Passage —
- - -
Home > Uncategorized > Please Don’t Tell Me You’re Digital

Please Don’t Tell Me You’re Digital

Regular, or rather, long-term readers of this blog will know my views on the word ‘digital’.

It’s a fine word. It means something very specific – it relates to a system of data technology that uses discrete (as opposed to continuous, or analogue) values. And that’s fine; use it for that.

Where I never believe you should see it used is as part of a Suit’s job title. As far as I’m concerned, and as I’ve made clear before, a Suit who describes him or herself as ‘digital’ is missing the point of a Suit’s existence; a Suit who wants to be ‘digital’, doesn’t really want to be a Suit.

My issue, of course, isn’t really with the word ‘digital’. I’d be just as frustrated with an account man who felt the need to describe themselves as ‘TV’, or ‘Press’. Except nobody would ever think of doing that. In fact, the idea of a Suit labelling themselves as TV is as ludicrous as a TV Producer not knowing where the Ivy is.

But I’ve said all of this before: you know how I feel about Suits. We aren’t TV producers, we aren’t digital designers, we aren’t mac-operators; we’re Suits. Mark Lund recently described the Suit’s role as that of the ‘super-generalist’, there to tie it all together for the Client – to simplify and distil the raft of communication options available. And he’s right – it’s our job to understand and to inspire, to break the silos, not to build the website, post-produce the TV ad or develop the app. The problem I have with the Suit who refers to themselves as ‘digital’ is that it feels like they’ve misunderstood the job they’re supposed to be doing; and in doing so have misunderstood what everyone, from the Clients to the Creatives, wants and needs from them.

And I think, to be honest, that the same goes for Agencies that insist on referring to themselves as digital; give it two years, and the idea of anyone selling themselves as a Digital Agency will be as anachronistic as selling yourself as a TV agency would be deemed today. I was discussing this with someone recently, and he used the analogy of two dinosaurs wrestling, which seems pretty much on the money to me.
- - -
Data entries —
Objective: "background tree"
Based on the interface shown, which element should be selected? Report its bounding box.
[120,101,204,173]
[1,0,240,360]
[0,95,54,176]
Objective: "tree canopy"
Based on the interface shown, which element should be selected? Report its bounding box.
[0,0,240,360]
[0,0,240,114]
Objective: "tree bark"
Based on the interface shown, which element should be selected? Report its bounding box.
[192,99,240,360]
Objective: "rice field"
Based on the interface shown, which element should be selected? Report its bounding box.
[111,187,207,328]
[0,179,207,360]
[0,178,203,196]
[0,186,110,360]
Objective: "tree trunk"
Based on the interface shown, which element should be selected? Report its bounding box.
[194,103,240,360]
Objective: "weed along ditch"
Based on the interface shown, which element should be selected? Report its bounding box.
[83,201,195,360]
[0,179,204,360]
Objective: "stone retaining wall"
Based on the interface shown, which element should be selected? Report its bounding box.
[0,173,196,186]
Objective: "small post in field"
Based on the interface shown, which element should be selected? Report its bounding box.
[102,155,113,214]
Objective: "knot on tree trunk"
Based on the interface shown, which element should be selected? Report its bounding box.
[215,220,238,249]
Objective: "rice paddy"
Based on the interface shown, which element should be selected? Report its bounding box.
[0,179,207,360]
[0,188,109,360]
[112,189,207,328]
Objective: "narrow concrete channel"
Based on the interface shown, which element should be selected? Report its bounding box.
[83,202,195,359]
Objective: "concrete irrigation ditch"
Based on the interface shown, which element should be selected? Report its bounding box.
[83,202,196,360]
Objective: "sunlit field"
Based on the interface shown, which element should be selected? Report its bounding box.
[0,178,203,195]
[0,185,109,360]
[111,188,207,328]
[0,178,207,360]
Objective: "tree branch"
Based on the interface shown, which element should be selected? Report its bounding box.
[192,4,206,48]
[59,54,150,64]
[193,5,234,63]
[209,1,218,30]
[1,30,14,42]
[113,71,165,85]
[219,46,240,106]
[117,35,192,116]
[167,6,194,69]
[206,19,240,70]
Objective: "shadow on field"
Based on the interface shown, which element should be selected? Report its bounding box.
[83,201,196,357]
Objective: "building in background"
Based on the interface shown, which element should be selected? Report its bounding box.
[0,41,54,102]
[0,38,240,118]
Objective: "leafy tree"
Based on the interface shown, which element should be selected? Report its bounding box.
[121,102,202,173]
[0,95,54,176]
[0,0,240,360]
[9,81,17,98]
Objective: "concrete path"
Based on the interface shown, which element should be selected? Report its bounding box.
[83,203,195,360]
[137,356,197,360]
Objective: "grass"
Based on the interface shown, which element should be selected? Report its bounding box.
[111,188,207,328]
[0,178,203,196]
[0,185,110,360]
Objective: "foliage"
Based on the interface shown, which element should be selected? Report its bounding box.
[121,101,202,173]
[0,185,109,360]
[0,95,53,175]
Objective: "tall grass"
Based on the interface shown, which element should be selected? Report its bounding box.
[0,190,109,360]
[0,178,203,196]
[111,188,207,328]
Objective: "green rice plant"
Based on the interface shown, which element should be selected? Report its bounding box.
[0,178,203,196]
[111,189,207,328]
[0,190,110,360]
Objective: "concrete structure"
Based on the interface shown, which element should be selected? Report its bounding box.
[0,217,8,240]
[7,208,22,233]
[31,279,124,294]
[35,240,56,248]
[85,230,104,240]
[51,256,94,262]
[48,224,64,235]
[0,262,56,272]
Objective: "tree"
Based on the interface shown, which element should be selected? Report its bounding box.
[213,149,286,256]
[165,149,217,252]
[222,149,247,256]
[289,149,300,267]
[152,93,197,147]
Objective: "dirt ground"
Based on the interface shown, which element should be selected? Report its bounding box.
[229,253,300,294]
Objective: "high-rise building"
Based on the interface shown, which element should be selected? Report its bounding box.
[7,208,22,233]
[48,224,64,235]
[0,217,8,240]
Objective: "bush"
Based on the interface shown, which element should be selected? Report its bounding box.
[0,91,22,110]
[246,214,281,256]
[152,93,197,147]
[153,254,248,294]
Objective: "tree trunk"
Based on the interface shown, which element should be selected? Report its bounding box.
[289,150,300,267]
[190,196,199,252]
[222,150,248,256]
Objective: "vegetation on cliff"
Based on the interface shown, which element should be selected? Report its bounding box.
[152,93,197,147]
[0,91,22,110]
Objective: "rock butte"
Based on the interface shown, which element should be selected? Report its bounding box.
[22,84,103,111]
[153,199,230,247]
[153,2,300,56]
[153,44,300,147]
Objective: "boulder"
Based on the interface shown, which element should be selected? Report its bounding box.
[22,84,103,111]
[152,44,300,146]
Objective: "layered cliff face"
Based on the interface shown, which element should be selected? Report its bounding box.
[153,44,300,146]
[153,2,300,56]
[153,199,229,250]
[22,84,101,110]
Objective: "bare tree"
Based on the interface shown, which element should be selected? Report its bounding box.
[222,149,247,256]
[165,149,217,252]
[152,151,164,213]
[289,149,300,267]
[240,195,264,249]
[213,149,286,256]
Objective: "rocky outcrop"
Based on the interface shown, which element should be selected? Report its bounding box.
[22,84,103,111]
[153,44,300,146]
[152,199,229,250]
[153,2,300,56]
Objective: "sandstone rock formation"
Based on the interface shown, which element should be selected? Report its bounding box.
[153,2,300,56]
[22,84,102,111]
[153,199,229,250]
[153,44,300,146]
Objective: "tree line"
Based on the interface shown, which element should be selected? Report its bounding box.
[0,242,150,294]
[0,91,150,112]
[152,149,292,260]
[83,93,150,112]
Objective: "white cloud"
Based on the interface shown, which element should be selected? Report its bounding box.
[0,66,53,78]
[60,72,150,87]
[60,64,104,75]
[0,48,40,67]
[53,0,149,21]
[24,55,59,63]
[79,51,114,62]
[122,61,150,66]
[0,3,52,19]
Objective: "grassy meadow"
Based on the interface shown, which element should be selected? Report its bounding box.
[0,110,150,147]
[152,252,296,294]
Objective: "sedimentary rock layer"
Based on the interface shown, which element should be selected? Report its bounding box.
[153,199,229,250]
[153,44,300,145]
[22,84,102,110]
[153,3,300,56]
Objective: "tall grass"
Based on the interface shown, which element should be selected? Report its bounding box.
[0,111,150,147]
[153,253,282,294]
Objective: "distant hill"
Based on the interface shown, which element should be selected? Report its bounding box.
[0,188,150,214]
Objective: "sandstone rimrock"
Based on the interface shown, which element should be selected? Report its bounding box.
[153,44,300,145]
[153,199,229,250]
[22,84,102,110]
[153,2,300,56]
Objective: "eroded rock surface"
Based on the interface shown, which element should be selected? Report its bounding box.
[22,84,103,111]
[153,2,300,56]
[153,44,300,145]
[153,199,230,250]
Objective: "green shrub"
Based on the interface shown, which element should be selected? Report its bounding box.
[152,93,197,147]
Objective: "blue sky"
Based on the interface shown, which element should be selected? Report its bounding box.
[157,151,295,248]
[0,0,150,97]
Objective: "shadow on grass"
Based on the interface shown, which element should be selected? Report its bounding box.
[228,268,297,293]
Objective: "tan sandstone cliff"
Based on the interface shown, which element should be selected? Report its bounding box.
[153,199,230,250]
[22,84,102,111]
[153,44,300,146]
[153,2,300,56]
- - -
Your objective —
In the blog post on Suits who call themselves "digital," what term does Mark Lund use to describe the Suit's role?

Finished exercise —
He calls the Suit a "super-generalist," there to tie it all together for the Client.